Requirement: Produce an exact copy of the lines from the line containing "Practice step: find the pleated" through the last line of the entries below, and only those lines.

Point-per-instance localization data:

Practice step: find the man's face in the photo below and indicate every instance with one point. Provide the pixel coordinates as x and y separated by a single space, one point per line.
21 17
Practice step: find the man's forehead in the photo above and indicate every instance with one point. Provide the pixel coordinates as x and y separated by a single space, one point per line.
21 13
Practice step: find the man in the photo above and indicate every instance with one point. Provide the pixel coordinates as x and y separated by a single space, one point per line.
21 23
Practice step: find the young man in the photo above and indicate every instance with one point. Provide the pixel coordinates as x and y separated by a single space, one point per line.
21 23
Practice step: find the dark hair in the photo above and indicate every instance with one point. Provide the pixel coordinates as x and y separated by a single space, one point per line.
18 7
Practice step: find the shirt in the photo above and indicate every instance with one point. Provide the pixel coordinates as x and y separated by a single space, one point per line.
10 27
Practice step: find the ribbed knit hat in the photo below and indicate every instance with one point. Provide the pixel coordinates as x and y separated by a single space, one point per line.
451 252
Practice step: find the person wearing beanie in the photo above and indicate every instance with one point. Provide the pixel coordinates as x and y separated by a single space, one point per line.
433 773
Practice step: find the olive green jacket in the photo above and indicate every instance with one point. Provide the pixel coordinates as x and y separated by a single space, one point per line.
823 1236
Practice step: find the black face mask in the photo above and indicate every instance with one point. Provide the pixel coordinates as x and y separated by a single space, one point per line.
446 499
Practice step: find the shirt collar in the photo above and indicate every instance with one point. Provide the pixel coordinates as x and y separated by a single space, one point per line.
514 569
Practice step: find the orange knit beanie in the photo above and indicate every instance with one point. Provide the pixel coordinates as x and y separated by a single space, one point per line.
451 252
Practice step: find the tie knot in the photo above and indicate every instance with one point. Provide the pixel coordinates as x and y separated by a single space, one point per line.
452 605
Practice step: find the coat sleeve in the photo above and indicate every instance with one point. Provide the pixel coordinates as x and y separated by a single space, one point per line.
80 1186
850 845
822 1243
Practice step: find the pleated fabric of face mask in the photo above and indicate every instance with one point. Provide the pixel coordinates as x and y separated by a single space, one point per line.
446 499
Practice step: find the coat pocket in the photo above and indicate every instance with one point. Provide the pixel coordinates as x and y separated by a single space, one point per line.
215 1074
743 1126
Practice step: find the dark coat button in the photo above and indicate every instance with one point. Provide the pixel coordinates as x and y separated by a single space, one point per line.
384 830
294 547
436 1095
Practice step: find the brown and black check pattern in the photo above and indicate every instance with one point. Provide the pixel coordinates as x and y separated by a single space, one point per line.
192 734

Solution:
Practice step: find the pleated fabric of face mask in the photo above and indicate every instance with one point. Provide the pixel coordinates as x and y separated by a single space, one point per line.
446 499
Practice step: find the coat pocket in the photo above and indicate every instance with one point. Provide the pixel coordinates as x and y separated by a single space, one point per line.
215 1074
743 1126
Practice step: find the dark coat button in the photo above and indicate every instance with one point. Provide the pixel coordinates as x and y separated by a single space, one point per line.
384 830
294 547
436 1095
Practice step: find the brown and black check pattern in the photo above and indicate every instance with one point. Provide the pixel coordinates as x and y separated by a single space, one point per line.
192 734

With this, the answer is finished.